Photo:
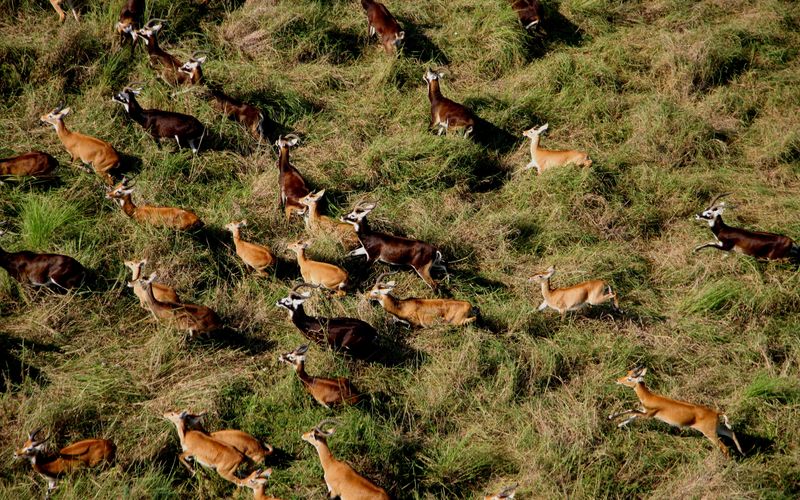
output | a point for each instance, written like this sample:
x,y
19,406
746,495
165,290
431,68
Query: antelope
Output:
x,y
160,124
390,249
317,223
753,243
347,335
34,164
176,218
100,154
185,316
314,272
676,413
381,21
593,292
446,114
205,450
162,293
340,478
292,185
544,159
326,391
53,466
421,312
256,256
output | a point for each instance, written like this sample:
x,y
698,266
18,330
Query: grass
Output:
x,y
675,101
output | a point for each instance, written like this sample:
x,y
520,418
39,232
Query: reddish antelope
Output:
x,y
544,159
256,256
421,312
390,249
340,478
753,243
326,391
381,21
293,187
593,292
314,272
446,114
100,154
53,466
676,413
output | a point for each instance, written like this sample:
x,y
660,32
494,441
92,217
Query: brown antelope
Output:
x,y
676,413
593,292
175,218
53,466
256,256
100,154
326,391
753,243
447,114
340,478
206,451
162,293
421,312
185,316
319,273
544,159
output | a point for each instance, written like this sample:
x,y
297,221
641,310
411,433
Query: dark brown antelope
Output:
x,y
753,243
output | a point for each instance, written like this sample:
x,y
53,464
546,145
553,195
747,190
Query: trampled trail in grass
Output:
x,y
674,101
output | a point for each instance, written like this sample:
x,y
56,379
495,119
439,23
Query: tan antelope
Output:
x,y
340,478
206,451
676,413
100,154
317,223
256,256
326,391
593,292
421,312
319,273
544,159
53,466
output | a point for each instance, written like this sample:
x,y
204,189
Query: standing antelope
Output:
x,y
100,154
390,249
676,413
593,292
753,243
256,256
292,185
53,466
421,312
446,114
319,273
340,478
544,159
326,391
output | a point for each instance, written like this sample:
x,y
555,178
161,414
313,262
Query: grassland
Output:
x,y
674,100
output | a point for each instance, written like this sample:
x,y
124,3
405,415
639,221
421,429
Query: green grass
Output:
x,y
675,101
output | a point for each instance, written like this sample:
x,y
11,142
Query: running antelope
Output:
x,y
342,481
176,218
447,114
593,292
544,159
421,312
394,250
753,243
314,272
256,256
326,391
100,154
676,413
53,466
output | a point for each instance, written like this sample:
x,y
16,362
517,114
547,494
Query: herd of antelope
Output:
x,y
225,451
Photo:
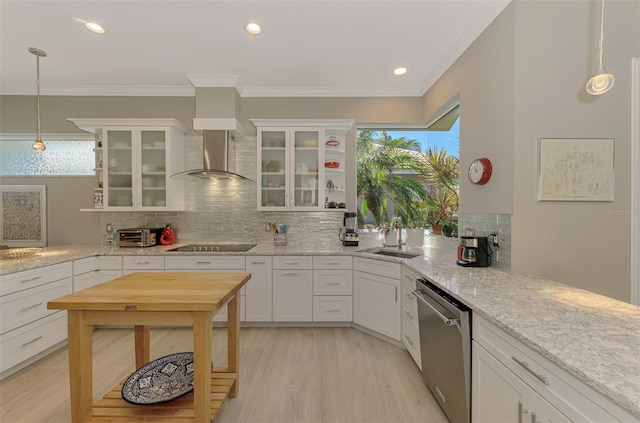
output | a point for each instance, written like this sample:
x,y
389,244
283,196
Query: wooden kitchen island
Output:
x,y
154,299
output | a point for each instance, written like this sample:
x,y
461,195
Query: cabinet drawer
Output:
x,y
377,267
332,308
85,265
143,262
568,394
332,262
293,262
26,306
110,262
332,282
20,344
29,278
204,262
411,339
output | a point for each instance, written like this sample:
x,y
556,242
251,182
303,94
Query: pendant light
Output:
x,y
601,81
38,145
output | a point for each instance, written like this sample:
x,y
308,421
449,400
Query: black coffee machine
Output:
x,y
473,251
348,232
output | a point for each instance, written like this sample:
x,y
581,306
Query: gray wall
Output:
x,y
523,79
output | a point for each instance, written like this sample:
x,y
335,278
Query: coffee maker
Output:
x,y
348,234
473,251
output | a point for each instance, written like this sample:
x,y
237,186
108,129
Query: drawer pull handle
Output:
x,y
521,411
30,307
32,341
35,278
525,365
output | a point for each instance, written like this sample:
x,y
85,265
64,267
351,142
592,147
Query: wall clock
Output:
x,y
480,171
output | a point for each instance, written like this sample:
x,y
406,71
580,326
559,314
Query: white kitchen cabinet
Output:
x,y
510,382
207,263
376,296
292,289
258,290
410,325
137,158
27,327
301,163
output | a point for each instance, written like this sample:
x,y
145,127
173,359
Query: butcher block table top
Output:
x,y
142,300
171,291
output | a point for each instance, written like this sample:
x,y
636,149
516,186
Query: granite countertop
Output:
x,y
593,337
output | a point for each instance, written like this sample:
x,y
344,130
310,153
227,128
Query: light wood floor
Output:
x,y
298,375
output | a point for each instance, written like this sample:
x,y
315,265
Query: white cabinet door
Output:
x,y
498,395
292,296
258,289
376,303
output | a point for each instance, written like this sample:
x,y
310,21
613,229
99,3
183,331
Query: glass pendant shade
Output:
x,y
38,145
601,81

== How to complete this task ==
Only the lines from the beginning of the records up to and including the line with "Query: antelope" should appear, exactly as they are, and no pictures.

== Answer area ==
Photo:
output | a point for each instance, written like this sample:
x,y
19,406
746,495
165,290
431,68
Query: antelope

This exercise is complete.